[Dataset records about object locations]
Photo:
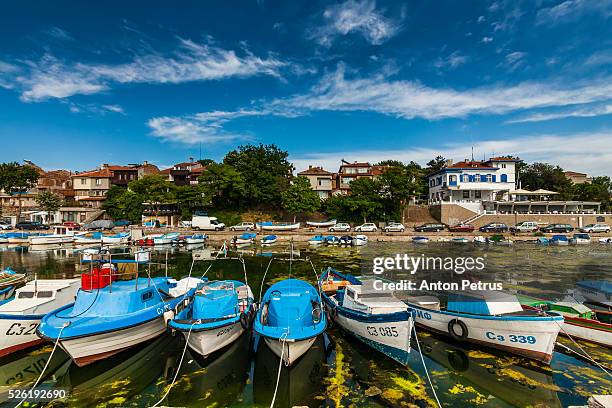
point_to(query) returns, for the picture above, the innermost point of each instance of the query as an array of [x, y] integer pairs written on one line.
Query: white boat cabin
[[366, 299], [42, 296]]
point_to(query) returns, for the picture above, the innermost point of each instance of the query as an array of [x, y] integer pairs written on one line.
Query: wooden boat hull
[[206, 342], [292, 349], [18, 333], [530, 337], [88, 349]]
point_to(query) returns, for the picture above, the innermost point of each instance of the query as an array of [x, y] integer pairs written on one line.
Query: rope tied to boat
--
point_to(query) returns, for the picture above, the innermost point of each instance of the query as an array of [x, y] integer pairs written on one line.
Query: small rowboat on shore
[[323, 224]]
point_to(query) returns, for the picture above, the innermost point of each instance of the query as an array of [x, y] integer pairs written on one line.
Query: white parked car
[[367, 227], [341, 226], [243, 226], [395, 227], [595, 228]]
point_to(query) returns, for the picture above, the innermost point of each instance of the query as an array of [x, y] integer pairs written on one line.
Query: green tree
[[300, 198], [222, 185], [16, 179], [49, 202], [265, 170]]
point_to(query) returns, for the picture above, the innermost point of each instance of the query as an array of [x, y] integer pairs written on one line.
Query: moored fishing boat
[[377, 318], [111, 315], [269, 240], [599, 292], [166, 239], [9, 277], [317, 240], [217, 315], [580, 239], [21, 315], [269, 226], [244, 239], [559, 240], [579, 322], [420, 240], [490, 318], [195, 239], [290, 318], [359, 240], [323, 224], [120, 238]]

## Objective
How many lines in the rows above contain the word "white"? Reply with the number alone.

## Answer to this problem
2